----- Quoted text

Everyday language summaries are provided for convenience only and are not legally binding. Please read the “Hosted service agreement” for the complete picture of your legal requirements. By using e-comm.plus or any Dream Club Ltd services, you are agreeing to these terms. Be sure to occasionally check back for updates.
This Hosted Service Agreement is made and entered into as of today (the “Effective Date”) by and between Dream Club ltd (“e-comm.plus”), a Bulgarian limited liability company, with offices located at: Polska str 5, 2161 Pravets, Bulgaria, and the entity or individual (“Client”):
Schedule A: Terms and Conditions
Schedule B: Definitions
This Hosted Service Agreement, the Terms and Conditions (Schedule A) and any additional Schedules attached hereto (collectively, this “Agreement”) constitute the entire agreement between the parties concerning Client’s use of the Hosted Service (defined in the Terms and Conditions). All Schedules attached hereto are incorporated herein by reference. This Agreement replaces and supersedes any prior verbal understandings, writen communications and representations.
IN WITNESS WHEREOF, e-comm.plus and Client have caused this Agreement to be executed by their respective duly authorized officers or representatives, effective as of the Effective Date.
TERMS AND CONDITIONS
1.1. Hosted Service Description.

----------
----- Source data

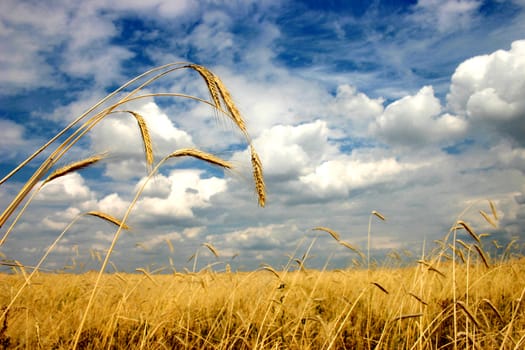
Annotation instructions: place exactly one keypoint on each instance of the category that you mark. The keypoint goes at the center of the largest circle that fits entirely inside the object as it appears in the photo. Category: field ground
(398, 308)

----------

The exercise | Resume the hosted service agreement after its last line, "1.1. Hosted Service Description."

Answer to this problem |
The Hosted Service performs arbitrage between Client’s eBay Store (listed on registration page) and products sold on Amazon by identifying the prevailing prices for products on eBay that are sold for less on Amazon. The Hosted Service will locate products of interest on Amazon based on Client's definitions, dynamically post content for applicable products into the Client’s eBay Store and the pricing agent automatically monitors competitor listings, Amazon inventory, and re-prices the items and
may update the listing page accordingly based upon pre-configured rules. Client will select all relevant parameters applicable to the arbitrage such as, product selection, (optional) required price differential between applicable products on Amazon and eBay, and price competitiveness adjustments applicable to products offered through the Client’s eBay Store. Client agrees the Hosted service software, as part of its requirement to stand out versus same listings on eBay creates SEO optimised listing pages, this may change the listing pages with the e-comm.plus default template and will also add a e-comm.plus logo embedded in the page linked to the https://e-comm.plus to allow driving leads. The default template is optional and will be used to create new listed items that are listed through e-comm.plus and also on current items that are already listed before the client was using e-comm.plus service. Client agrees that all changes that are made through the system such as: pricing, images, template, shipping polices, handling time and any other listing parameter are subject to change by the system and e-comm.plus are not liable and not responsible to do any change back to the original parameters.
1.2. Grant of Rights.
E-comm.plus hereby grants Client a non-exclusive, non-transferable, non-sublicensable right to access and use the Hosted Service within the scope of use set forth in this Agreement during the term of this Agreement. Client is responsible for all activities conducted under their User logins on the Hosted Service. Client shall receive access to the most current version of the Hosted Service made available to e-comm.plus' customers generally.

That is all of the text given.